▶ Extracted material:
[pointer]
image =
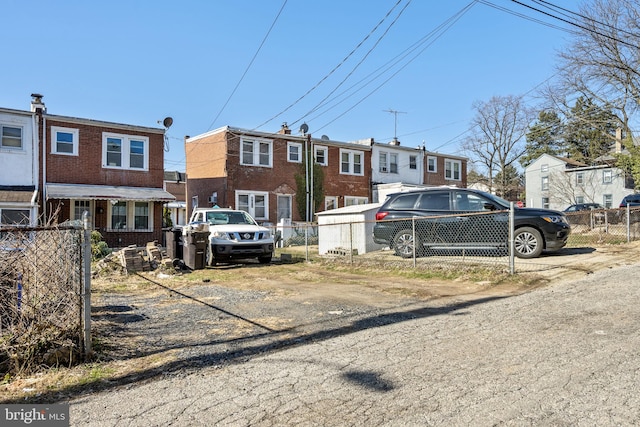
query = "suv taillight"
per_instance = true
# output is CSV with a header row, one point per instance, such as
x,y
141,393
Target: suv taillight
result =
x,y
381,215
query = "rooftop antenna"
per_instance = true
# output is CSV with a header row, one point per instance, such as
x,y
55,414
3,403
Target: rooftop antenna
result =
x,y
395,121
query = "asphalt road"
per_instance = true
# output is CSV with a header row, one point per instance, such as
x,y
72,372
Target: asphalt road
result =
x,y
565,355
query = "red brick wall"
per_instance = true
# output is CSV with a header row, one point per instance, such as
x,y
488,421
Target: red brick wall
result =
x,y
86,167
341,185
438,178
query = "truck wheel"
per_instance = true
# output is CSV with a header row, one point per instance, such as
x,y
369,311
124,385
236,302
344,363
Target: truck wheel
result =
x,y
527,243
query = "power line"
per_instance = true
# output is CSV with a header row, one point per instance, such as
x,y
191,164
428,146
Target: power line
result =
x,y
334,69
321,103
578,25
248,66
438,33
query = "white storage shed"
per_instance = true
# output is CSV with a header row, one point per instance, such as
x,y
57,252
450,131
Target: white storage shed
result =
x,y
347,229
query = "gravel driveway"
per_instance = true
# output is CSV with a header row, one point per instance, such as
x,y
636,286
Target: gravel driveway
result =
x,y
567,354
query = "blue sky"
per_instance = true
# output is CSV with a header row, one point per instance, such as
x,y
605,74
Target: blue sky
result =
x,y
213,63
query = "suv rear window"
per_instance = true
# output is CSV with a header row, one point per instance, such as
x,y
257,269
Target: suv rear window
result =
x,y
435,200
405,201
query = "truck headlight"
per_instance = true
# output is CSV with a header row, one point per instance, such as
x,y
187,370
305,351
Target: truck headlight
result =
x,y
221,235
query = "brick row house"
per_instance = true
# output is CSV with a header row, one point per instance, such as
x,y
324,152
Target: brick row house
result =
x,y
256,171
18,168
114,171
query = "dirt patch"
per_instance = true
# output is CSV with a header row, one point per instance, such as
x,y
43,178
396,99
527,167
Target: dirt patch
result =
x,y
159,324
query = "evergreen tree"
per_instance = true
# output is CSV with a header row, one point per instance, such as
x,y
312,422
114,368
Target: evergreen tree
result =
x,y
590,131
301,187
544,137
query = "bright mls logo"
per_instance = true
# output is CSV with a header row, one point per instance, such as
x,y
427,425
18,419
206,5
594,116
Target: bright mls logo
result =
x,y
53,415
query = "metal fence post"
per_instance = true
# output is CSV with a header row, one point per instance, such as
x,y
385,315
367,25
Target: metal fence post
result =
x,y
628,223
86,289
415,241
512,231
351,243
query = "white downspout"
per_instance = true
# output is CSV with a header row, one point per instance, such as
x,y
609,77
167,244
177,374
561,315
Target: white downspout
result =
x,y
44,169
35,170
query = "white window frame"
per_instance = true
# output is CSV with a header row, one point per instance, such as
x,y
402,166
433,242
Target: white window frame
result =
x,y
450,170
256,143
294,149
351,162
72,209
431,169
130,217
251,207
26,221
545,203
125,153
325,155
544,183
11,147
413,161
288,199
75,138
355,200
383,162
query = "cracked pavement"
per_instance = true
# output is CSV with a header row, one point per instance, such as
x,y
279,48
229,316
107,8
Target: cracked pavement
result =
x,y
567,354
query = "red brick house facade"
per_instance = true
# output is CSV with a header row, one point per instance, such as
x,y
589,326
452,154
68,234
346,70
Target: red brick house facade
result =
x,y
113,171
256,172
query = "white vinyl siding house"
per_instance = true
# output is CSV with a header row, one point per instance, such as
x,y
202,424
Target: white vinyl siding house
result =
x,y
557,182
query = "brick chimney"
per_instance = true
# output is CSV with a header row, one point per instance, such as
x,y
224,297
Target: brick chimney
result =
x,y
37,106
284,130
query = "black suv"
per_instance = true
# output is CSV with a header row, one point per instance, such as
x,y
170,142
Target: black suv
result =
x,y
631,200
465,219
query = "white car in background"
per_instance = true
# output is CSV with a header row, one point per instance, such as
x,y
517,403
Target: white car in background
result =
x,y
233,234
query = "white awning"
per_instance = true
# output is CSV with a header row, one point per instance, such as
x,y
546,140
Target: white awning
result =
x,y
106,192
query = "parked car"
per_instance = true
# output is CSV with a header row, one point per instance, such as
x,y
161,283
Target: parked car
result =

▶ Task requirements:
Reproduce all of the material exactly, apart from the pictures.

▶ Full response:
[pointer]
image =
query = "suv taillight"
per_instance = true
# output is CSV with a header row, one point per instance, such as
x,y
141,393
Target: suv taillight
result =
x,y
381,215
query = "rooftop antenna"
per_instance = true
# output is CSV with a header row, one point per instance, such as
x,y
55,414
3,403
Target: rooftop antenna
result =
x,y
395,121
query = "asphalt road"
per_instance = true
# output is CSV with a header row, one point per instance, such as
x,y
72,372
Target: asphalt road
result =
x,y
565,355
query = "red brick wall"
per_instance = true
# output is CSV with a header row, one point per instance, such as
x,y
488,421
Target: red brick wall
result =
x,y
86,167
341,185
438,178
query = "truck wheel"
per_instance = true
# output is CSV with a header row, one point per instance, such as
x,y
369,311
124,385
236,302
344,363
Target: truck wheel
result =
x,y
527,243
query = "power line"
per_instance = true
# output is CSV with a header row, one point per instance, such as
x,y
191,164
428,146
Target: power line
result =
x,y
334,69
321,103
578,25
248,66
438,33
query = "white storage shed"
per_instance = true
# output is CSV with a header row, one point per instance, such as
x,y
57,252
450,131
Target: white storage shed
result =
x,y
347,229
query = "gravel driveway"
per_instance = true
# output is CSV with a header row, one point per instance, such as
x,y
636,286
Target: gravel driveway
result =
x,y
567,354
query = "blue sky"
per_instance = true
# output is CSV with a header row, one point per instance, such as
x,y
605,74
Target: blue sky
result =
x,y
213,63
query = "suv rear window"
per_instance = true
# output is CSV with a header row, one point per instance, such as
x,y
257,269
Target: suv rear window
result =
x,y
435,200
405,201
query = "truck headlight"
per_instance = true
# output is CSV with a header row, one point per instance, such as
x,y
187,370
305,351
Target: truck headlight
result =
x,y
221,235
query = "brick row house"
per_instance = true
# output is CSV with a header row, one point per instance, such as
x,y
324,152
Target: brick row house
result =
x,y
256,171
18,168
114,171
query = "dirt patch"
per_instance = true
# output is CSV with a header row, one point per instance, such as
x,y
43,178
396,99
527,167
Target: dirt patch
result =
x,y
159,324
query = "evergreen tree"
per_instance = true
# output is CSV with a header row, one point per instance, such as
x,y
312,422
114,368
Target: evergreen tree
result =
x,y
590,131
301,187
544,137
query = "bright mls logo"
per_instance = true
# output is CSV with a header row, one point per instance, such as
x,y
427,425
18,419
206,5
594,116
Target: bright mls logo
result =
x,y
53,415
query = "metal fence post"
per_instance = true
# output is CSV with a header row, one point per instance, such as
x,y
385,315
367,25
Target: metal fence post
result =
x,y
628,223
86,289
415,241
512,231
351,243
query = "white downspout"
per_instance = true
# output is CSV with a header row, one point per instance, such as
x,y
609,77
167,244
177,374
561,315
Target: white downspout
result =
x,y
44,169
35,170
query = "white window frame"
per_instance = true
# output is CSV with a header row, one point per instance, such as
x,y
402,166
433,242
Target: white window frame
result =
x,y
450,170
256,143
294,149
351,162
72,209
431,169
130,217
251,207
26,221
545,203
125,153
325,155
544,183
11,147
413,161
288,199
75,138
355,200
383,162
query = "cracked pavement"
per_instance = true
# output is CSV with a header row, one point per instance, such as
x,y
279,48
229,316
107,8
Target: cracked pavement
result =
x,y
567,354
query = "red brick house facade"
per_instance = true
# output is CSV with a header row, one point per instance, such as
x,y
589,326
452,154
68,234
346,70
Target: red brick house facade
result =
x,y
113,171
256,172
query = "white vinyl siding house"
per_instance = true
# output is CSV with a header row, one point per instance, such as
x,y
202,424
Target: white vinyl siding house
result =
x,y
557,182
query = "brick chimney"
per_instance = true
# output is CSV with a header row, one point per instance, such as
x,y
224,297
Target: brick chimney
result =
x,y
37,106
284,130
query = "black suv"
per_instance = true
# output is CSV with a header row, one point per instance, such as
x,y
170,142
Target: black suv
result =
x,y
631,200
465,219
query = "white car in background"
per_instance = true
# output is CSV with a header row, one point per instance, such as
x,y
517,403
Target: white car in background
result =
x,y
233,234
query = "white awning"
per_instance = true
# output is CSV with a header row, one point per instance, such as
x,y
546,140
Target: white awning
result =
x,y
106,192
query = "parked car"
per_instance = true
# output is CSV with a header row, one point per instance, such as
x,y
161,283
Target: parked car
result =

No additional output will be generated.